*Textauszug*:
○ ○ ○
Und wir tanzten bis zum Ende, zum Herzschlag der besten Musik

P1110871Fehlfarben spielen ihr gesamtes Erstlingswerk Monarchie und Alltag aus dem Jahre 1980, klar, da muss ich hin. Vielerorts wird sie als beste deutsche Platte aller Zeiten angesehen, und darüber hinaus war sie prägend für die deutsche Punkbewegung. In meiner persönlichen Rangliste hat sie zwar „nur“ Platz zwei hinter Keine Macht für Niemand (1972) von Ton Steine Scherben, aber das ist meiner Vorfreude egal. Im Vorprogramm bringen die Fehlfarben junge Kollegen vom Indie Label Tapete Records mit, und zwar Black Heino. Ein Name, den man so schnell nicht vergisst, und der seltsame Assoziationen weckt.
○ ○ ○
*Angezeigte Informationen*:
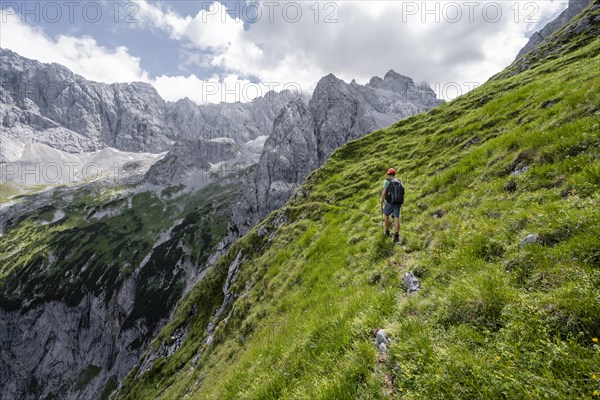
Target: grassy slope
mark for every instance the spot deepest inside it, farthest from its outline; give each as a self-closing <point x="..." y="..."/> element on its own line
<point x="493" y="320"/>
<point x="88" y="251"/>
○ ○ ○
*Aufgaben*:
1/ Nennen Sie die Band, die laut dem Textauszug im Vorprogramm der Fehlfarben auftritt.
2/ Übernehmen Sie aus dem Textauszug wortgetreu die Stelle, die mit „P1110871Fehlfarben spielen ihr“ beginnt und sich bis einschließlich „seltsame Assoziationen weckt.“ fortsetzt.
Stützen Sie sich ausschließlich auf den Textauszug.

*Antworten*:
1/ Black Heino

2/
P1110871Fehlfarben spielen ihr gesamtes Erstlingswerk Monarchie und Alltag aus dem Jahre 1980, klar, da muss ich hin. Vielerorts wird sie als beste deutsche Platte aller Zeiten angesehen, und darüber hinaus war sie prägend für die deutsche Punkbewegung. In meiner persönlichen Rangliste hat sie zwar „nur“ Platz zwei hinter Keine Macht für Niemand (1972) von Ton Steine Scherben, aber das ist meiner Vorfreude egal. Im Vorprogramm bringen die Fehlfarben junge Kollegen vom Indie Label Tapete Records mit, und zwar Black Heino. Ein Name, den man so schnell nicht vergisst, und der seltsame Assoziationen weckt.